INSTRUCTION: Please pull out every line of the rows below that contains the word "wooden", copying each one in full and in its original order.

RECORD EXCERPTS:

....

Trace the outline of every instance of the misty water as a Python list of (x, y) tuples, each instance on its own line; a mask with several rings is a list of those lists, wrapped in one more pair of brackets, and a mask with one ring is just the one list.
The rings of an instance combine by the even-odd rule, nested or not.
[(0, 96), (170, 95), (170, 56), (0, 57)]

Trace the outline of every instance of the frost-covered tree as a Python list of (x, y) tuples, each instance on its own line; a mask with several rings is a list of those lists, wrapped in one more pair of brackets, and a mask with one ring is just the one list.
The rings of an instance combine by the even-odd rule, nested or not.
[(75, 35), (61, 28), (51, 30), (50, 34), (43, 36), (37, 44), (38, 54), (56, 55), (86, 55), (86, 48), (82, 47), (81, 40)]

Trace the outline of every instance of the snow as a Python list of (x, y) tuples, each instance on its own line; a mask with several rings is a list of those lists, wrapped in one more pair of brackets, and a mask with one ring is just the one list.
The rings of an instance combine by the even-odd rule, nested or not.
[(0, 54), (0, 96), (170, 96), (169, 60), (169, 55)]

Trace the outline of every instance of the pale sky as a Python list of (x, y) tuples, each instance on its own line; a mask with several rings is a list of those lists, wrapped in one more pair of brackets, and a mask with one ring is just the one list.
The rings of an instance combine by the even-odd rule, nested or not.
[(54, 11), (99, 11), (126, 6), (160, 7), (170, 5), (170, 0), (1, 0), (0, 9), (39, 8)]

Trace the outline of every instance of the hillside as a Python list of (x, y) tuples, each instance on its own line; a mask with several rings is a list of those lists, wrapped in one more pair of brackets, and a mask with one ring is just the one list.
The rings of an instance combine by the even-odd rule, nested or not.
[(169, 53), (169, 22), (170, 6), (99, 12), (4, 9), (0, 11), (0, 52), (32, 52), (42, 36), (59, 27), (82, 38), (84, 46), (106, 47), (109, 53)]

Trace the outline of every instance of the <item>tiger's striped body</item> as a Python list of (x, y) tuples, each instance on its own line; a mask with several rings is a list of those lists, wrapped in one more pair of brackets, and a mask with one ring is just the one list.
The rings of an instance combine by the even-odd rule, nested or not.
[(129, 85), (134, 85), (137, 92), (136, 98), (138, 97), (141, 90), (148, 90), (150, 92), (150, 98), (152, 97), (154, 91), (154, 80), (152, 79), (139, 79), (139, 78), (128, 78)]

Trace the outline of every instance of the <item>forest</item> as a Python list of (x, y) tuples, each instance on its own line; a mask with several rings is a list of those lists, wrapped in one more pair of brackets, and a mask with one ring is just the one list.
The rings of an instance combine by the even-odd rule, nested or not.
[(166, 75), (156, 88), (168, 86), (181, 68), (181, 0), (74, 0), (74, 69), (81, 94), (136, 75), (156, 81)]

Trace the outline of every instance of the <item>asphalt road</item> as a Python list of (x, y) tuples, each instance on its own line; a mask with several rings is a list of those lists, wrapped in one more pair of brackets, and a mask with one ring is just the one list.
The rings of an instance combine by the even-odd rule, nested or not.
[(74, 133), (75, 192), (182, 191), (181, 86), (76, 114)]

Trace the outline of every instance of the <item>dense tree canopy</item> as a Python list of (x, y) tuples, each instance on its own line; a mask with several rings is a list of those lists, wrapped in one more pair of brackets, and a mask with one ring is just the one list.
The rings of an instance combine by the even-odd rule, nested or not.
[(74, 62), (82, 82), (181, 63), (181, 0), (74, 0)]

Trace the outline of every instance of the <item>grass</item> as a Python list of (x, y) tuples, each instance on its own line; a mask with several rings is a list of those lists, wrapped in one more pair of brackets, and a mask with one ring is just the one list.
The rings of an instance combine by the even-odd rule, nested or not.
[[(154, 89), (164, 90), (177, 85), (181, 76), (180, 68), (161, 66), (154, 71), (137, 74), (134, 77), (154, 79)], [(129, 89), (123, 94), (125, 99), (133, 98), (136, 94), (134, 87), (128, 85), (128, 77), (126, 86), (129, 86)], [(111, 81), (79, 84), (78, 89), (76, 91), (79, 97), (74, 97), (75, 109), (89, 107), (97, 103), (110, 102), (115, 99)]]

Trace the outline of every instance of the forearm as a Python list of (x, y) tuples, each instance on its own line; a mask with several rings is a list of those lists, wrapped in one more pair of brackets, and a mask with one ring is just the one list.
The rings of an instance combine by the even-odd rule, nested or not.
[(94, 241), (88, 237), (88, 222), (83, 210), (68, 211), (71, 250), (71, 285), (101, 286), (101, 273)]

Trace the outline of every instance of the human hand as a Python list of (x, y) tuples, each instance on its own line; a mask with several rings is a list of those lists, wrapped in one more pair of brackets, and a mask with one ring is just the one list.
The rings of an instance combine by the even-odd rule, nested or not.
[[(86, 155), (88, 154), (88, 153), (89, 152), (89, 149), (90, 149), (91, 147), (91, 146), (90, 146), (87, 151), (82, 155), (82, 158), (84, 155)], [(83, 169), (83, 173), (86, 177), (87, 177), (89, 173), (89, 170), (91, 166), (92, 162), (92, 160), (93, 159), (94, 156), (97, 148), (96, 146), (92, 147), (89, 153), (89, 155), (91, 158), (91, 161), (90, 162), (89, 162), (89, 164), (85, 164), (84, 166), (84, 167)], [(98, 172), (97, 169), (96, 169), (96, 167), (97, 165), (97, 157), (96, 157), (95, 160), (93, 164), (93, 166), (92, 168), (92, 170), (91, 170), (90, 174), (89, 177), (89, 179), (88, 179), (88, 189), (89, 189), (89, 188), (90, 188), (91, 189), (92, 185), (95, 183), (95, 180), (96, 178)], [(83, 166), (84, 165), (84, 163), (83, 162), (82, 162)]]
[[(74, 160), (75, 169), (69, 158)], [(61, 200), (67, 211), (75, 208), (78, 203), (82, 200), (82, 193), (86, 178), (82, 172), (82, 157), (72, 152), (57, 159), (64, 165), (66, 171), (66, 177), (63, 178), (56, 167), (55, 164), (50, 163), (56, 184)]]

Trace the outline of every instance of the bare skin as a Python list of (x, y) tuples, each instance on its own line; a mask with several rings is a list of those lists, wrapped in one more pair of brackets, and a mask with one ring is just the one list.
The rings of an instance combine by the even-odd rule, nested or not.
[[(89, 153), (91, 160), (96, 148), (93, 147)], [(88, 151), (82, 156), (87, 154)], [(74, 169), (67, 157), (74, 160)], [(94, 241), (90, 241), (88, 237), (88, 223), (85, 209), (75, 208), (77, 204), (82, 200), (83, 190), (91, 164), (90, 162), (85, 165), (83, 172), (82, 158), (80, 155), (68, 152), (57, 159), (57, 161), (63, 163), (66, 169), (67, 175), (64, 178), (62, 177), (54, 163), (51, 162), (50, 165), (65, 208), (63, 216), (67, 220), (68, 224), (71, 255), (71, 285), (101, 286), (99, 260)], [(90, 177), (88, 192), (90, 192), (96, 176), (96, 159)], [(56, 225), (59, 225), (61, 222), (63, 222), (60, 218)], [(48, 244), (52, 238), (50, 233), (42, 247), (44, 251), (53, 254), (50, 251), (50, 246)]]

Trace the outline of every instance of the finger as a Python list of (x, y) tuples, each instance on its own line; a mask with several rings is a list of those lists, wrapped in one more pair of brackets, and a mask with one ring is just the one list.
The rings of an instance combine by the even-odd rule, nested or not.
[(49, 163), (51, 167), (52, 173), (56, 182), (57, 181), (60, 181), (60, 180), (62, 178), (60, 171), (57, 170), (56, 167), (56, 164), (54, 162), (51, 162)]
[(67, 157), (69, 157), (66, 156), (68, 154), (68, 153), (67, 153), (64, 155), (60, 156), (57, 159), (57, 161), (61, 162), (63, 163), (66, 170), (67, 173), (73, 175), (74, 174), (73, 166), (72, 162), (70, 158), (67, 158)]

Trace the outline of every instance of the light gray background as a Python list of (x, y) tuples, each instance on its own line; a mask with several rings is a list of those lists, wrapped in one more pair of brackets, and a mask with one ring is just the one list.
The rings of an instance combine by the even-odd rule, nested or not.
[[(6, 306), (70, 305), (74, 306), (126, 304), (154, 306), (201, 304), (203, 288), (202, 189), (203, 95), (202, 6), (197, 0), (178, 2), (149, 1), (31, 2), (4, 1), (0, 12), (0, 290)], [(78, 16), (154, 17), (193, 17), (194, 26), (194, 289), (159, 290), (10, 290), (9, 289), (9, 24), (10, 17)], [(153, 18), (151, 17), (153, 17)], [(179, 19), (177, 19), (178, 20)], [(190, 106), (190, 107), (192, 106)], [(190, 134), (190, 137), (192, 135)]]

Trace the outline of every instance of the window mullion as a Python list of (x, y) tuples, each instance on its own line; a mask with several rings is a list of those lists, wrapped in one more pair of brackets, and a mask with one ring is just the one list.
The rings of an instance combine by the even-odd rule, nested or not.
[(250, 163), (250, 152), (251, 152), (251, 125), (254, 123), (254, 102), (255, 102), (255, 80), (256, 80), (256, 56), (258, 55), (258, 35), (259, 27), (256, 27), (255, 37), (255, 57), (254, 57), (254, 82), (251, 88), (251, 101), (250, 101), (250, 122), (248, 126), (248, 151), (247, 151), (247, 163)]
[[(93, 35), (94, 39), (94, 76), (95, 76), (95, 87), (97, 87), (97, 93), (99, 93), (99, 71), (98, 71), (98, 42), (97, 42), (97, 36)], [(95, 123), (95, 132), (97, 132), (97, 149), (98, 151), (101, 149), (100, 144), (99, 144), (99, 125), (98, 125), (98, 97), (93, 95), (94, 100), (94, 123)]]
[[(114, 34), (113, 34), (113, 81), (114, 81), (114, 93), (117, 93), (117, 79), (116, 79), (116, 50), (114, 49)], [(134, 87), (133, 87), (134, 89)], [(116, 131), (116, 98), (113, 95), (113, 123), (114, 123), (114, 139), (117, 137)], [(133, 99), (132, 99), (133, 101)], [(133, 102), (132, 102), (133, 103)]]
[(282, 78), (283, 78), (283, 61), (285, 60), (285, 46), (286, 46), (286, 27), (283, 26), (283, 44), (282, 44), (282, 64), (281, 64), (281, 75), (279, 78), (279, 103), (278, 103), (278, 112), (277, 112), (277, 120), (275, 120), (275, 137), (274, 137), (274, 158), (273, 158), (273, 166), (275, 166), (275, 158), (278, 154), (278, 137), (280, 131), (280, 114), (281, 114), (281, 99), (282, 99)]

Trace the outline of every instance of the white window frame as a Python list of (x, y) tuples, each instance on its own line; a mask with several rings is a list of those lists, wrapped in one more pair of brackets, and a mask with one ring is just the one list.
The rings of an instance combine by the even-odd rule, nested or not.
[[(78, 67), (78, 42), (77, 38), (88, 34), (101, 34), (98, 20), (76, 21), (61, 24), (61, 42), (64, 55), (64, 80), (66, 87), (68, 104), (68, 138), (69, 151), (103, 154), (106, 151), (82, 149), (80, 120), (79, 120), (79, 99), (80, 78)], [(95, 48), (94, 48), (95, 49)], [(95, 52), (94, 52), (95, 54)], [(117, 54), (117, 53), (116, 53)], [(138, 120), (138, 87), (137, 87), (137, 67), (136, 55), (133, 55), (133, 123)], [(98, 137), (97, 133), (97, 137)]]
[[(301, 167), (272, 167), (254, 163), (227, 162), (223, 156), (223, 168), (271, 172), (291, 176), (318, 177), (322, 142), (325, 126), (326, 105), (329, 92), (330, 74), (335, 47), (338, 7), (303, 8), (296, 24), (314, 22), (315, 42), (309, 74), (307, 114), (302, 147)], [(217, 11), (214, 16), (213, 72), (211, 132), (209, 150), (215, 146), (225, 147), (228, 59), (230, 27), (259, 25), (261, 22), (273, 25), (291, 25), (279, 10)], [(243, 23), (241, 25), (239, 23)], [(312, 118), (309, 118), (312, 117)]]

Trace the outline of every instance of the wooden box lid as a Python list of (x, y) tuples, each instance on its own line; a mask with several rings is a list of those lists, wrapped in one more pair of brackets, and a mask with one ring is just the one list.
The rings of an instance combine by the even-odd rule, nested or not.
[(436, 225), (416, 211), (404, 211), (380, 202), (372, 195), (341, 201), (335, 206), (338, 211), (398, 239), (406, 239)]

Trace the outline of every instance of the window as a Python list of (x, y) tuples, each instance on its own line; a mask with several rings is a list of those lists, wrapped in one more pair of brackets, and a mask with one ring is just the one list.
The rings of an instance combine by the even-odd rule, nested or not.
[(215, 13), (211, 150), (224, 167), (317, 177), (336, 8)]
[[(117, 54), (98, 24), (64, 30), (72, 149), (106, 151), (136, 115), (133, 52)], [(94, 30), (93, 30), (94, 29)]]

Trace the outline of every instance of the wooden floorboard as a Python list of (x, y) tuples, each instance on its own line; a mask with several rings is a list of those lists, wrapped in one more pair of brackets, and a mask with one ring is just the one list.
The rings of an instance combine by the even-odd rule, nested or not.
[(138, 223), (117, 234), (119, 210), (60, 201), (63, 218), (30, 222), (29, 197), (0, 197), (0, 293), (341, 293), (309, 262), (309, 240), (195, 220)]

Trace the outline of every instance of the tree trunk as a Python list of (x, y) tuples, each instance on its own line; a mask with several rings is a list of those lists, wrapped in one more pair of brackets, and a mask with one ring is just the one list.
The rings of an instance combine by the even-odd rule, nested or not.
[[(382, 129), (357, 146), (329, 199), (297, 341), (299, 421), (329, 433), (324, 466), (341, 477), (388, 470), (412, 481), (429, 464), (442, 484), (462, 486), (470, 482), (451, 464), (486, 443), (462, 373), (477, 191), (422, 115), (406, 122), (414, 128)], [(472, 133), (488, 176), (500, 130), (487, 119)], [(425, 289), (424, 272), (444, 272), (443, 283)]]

....

TASK ANSWER:
Trace the outline of every instance of the wooden box lid as a Python list of (x, y) tuples, each instance on its own line; a mask with several rings is a list of those lists, wrapped in one more pair of brackets, and a mask with one ring is just the one list.
Trace the outline of every instance of the wooden floorboard as a Python list of (x, y) tuples, each instance on its own line; a mask with several rings is a list of those lists, wrapped in one more pair of brackets, and a mask with one ring is just the one list.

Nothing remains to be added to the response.